*PROBLEM:*
Locate each line in the listing below that contains the word "rear" and copy every such line.

*EXERCISE DATA:*
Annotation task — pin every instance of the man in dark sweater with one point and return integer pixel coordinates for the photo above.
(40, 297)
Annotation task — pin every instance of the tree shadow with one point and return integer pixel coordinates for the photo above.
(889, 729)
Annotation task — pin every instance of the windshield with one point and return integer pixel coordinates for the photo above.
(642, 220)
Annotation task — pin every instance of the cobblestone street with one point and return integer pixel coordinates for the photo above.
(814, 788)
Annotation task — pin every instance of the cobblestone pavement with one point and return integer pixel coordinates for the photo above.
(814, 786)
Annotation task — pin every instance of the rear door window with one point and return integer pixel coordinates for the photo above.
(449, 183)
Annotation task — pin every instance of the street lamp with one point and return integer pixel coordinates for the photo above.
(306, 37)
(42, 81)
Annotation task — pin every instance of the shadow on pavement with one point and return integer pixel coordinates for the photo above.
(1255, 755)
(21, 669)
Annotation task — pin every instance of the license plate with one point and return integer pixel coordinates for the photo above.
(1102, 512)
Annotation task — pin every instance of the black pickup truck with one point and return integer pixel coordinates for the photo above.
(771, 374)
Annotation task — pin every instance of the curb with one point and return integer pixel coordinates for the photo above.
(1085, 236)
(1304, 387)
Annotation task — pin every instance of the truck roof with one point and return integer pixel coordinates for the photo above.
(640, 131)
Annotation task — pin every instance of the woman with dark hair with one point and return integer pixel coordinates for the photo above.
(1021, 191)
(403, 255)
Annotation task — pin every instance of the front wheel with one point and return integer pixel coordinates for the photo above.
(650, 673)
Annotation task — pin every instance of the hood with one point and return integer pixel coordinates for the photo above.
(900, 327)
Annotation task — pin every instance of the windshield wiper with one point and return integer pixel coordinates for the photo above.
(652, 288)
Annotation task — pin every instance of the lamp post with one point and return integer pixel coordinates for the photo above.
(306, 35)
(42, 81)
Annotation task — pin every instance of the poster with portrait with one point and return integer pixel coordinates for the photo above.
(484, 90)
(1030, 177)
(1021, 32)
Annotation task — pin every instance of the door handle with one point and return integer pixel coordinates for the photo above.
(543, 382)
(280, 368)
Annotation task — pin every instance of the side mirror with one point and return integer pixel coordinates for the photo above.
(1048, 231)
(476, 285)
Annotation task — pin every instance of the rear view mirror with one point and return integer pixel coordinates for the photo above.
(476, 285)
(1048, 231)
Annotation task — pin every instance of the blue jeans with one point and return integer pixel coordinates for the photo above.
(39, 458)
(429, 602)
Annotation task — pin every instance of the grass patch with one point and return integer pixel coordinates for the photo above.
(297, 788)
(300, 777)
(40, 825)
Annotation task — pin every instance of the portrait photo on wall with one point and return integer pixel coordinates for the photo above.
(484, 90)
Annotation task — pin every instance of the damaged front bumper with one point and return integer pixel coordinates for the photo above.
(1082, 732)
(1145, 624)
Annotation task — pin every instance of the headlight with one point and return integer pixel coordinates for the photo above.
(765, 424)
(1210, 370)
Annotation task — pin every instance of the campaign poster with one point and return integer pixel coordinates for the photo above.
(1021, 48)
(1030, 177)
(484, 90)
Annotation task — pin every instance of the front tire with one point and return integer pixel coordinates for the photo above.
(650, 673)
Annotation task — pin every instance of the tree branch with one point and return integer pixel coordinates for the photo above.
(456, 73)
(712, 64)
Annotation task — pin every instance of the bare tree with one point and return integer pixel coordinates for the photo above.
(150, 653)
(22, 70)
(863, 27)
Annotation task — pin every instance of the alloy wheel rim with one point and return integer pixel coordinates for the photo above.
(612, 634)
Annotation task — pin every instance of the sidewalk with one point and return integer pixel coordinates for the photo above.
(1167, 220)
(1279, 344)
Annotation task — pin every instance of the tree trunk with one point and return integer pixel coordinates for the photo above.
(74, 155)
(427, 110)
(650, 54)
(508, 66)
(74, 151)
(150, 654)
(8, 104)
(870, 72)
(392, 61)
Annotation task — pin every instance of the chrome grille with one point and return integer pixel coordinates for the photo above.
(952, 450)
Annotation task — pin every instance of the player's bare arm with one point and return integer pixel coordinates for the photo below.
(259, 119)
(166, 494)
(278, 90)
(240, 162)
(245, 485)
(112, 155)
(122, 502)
---
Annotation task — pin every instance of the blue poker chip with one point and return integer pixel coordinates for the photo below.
---
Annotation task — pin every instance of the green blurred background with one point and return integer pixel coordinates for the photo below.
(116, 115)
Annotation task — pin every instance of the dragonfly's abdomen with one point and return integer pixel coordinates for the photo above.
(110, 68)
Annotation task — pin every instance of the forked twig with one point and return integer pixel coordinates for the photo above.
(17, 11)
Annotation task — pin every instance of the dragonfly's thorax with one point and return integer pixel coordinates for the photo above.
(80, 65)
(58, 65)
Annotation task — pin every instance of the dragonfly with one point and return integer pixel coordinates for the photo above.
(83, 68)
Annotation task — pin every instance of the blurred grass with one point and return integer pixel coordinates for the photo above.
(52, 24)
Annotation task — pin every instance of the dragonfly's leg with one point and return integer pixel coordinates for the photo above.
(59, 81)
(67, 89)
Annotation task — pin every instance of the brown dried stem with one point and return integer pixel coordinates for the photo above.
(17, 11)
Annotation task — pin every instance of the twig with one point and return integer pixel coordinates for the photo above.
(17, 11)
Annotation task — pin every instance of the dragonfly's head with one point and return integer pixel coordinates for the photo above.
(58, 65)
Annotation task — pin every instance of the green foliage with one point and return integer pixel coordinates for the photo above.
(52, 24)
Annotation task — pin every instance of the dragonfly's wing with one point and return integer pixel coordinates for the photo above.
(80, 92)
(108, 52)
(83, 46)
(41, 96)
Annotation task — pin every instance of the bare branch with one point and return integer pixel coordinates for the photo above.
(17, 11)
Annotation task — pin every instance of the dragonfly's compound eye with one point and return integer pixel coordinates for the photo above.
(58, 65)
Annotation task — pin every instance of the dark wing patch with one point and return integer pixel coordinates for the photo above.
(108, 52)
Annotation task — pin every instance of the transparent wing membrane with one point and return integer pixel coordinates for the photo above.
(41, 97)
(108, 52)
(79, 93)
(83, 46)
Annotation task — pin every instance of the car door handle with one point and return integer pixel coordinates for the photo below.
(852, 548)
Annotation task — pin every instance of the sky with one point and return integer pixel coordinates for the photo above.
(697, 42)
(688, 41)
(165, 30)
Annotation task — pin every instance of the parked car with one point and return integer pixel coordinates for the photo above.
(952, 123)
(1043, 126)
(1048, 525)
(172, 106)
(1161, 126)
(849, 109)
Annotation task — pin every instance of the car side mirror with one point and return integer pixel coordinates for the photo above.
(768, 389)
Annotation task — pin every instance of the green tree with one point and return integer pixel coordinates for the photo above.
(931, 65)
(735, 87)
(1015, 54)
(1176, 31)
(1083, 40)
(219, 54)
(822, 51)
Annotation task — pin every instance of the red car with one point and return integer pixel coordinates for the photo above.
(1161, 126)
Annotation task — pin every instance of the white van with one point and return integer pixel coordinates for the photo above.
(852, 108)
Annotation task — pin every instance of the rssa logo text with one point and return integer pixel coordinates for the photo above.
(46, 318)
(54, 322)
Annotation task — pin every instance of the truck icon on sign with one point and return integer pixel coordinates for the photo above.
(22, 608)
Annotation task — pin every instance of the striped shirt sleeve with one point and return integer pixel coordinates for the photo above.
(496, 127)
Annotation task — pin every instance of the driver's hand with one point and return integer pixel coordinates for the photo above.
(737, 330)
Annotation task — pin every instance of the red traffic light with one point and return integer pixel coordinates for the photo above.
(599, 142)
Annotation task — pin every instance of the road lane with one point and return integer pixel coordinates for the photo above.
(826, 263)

*THE SOLUTION:*
Annotation task — pin every instance of the rear door window with one point and return integer pixel coordinates for the photo above.
Annotation task — pin every instance of the rear view mirror with one point and return integer pixel coordinates for the photo above.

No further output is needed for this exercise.